== Available records
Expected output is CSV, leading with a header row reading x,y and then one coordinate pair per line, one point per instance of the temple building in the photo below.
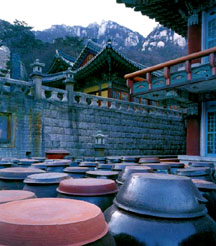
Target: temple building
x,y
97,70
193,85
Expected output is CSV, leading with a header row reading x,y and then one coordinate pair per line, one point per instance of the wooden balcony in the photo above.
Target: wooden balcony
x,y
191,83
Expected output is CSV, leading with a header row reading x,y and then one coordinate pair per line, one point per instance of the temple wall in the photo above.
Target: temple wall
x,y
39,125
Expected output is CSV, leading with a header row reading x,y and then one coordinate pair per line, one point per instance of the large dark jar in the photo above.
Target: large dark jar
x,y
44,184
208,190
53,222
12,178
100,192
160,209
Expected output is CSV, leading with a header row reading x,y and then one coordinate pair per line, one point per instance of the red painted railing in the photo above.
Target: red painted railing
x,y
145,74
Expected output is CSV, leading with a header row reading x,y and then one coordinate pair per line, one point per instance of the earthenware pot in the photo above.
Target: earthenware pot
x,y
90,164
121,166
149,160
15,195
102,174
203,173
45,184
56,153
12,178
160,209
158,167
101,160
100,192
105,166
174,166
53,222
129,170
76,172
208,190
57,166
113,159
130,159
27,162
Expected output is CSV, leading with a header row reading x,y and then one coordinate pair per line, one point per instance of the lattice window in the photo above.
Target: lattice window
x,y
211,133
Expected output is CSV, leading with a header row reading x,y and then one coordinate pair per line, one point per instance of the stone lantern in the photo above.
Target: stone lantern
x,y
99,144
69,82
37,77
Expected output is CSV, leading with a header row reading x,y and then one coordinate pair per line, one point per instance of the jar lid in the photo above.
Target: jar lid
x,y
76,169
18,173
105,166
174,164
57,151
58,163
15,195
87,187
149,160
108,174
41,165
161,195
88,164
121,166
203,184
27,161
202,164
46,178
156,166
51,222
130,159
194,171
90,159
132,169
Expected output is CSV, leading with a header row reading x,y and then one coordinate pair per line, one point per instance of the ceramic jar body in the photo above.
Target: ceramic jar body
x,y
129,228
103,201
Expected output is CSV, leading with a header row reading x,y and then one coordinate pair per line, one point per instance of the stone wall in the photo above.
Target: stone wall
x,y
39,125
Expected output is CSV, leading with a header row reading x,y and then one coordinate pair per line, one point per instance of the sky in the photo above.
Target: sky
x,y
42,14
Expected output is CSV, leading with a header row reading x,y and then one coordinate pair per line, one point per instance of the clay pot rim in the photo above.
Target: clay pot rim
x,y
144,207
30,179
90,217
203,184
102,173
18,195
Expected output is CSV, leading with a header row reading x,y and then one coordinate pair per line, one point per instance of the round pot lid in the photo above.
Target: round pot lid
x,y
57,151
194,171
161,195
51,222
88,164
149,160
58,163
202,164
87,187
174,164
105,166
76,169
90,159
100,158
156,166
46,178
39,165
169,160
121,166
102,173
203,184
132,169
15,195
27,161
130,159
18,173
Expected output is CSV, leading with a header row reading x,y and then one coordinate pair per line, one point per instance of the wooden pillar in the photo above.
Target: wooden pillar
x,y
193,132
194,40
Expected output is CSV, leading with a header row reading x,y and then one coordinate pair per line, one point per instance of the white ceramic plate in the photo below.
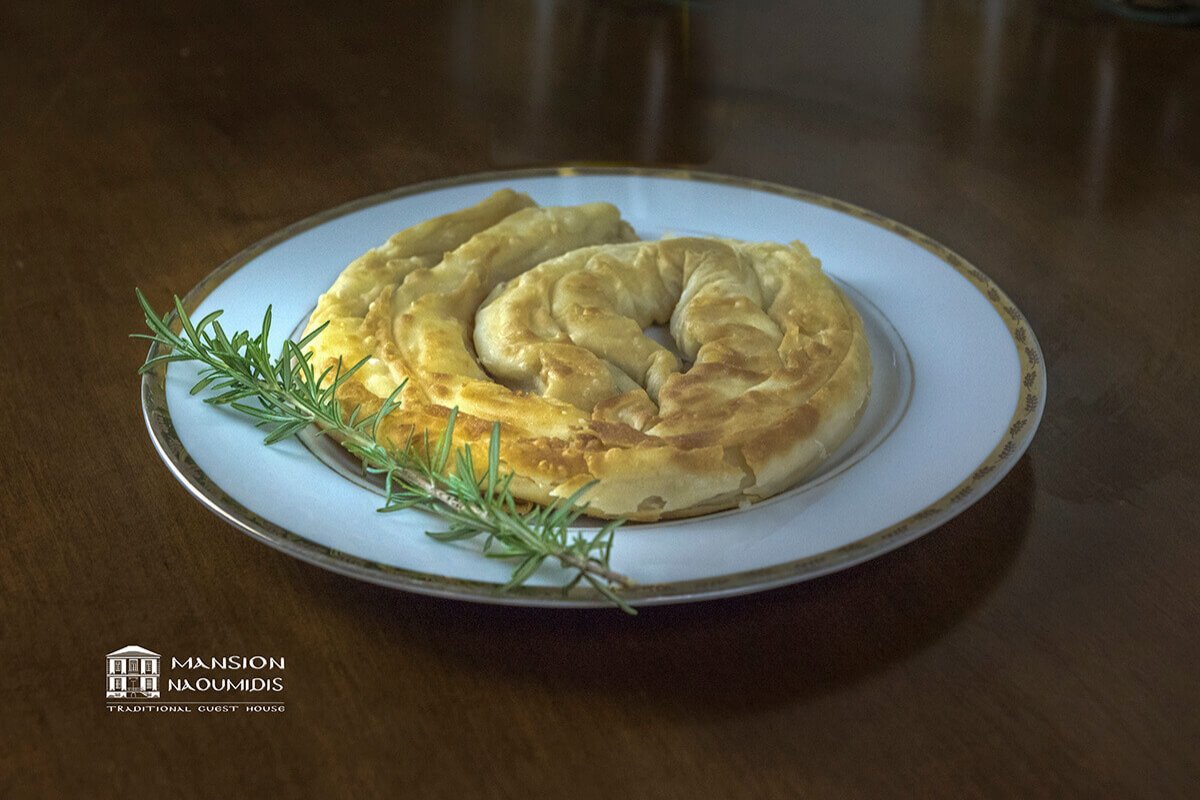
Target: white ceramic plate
====
◆ Problem requirements ◆
All of the material above is to be copied exactly, except for its images.

◆ Completed task ◆
Expected output is CSV, leading with a header row reading x,y and then one coordinate pair per line, one point per instance of the temple building in the photo below.
Target: temple building
x,y
97,70
193,85
Expected output is CSV, leading with a header row reading x,y and then one coordinate pair per line, one point per instance of the wooden balcony in the photo above.
Target: wooden balcony
x,y
191,83
Expected output is CSV, leading with a header row reading x,y and then one coordinate pair per line, one point per instance of the temple wall in the photo above.
Target: temple wall
x,y
39,125
Expected output is CSV, leading with a header row reading x,y and then one coordinate pair per line, one point per instance of the large dark jar in the photo above.
Target: large dark jar
x,y
44,184
208,190
53,222
12,178
100,192
160,209
Expected output is CSV, leading with a header row reading x,y and then one coordinate pair per line, one point per instance of the red painted railing in the photo above.
Target: red painted railing
x,y
145,74
Expected output is CSV, leading with a header row reading x,y and then one coordinate pair per line, one point per instance of the earthenware pot in the photo above.
Target: earthenware pot
x,y
90,164
121,166
149,160
15,195
102,174
203,173
45,184
56,153
12,178
160,209
158,167
101,160
100,192
105,166
174,166
53,222
129,170
76,172
208,190
57,166
113,159
130,159
27,162
Expected output is CSV, leading with a header row reading x,y and then one coordinate pair per line, one point per instance of the lattice window in the photo above.
Target: lattice window
x,y
211,133
Expected output is CSV, leading with a header row reading x,y and then one coordinate pair per line, one point per instance of the stone lantern in the photo above.
Target: stone lantern
x,y
99,144
69,82
37,77
Expected output is CSV, leading with a header row reading x,y and then one coordinate pair per line, one point per instance of the jar lid in the photo above.
Target: jar lid
x,y
76,169
18,173
105,166
174,164
57,151
58,163
15,195
87,187
149,160
108,174
41,165
161,195
88,164
121,166
203,184
27,161
202,164
46,178
156,166
51,222
130,159
194,171
90,159
132,169
Expected output is CSV, leading with a header row reading x,y and then one coordinate pair per line, one point per instance of the ceramic jar body in the photo above.
Target: ceramic jar body
x,y
129,228
103,201
Expected output is CSV, leading with a header row reading x,y and then one coordinate pair per line, one point per instance of the stone wall in the photo above.
Target: stone wall
x,y
39,125
Expected output is CSV, leading with a header row reading x,y and then one coordinate pair per line, one point per instance of the sky in the photo above.
Target: sky
x,y
42,14
Expected output is CSV, leading with a header row reading x,y and then one coordinate pair per line, one point per instance of the clay pot rim in the photo above.
Target: clay pot rim
x,y
144,207
30,179
90,217
203,184
102,173
18,195
Expected output is CSV, leading with a header row reading x,y and then one coordinate pair per line, one point per instance of the round pot lid in the photo above.
Target: round pot lid
x,y
57,151
194,171
161,195
51,222
88,164
149,160
58,163
202,164
87,187
174,164
105,166
76,169
90,159
100,158
156,166
46,178
39,165
169,160
121,166
102,173
203,184
132,169
15,195
27,161
130,159
18,173
Expected output is CSV, leading with a header row reading x,y and then one coordinate pair per line, one point per instance of the wooden pillar in the photo above.
Target: wooden pillar
x,y
193,132
194,40
Expected output is CSV, leading with a header row reading x,y and then one coordinate pair per line, one point per instance of the white ceramic plate in the photo below.
Target: white ceramic plate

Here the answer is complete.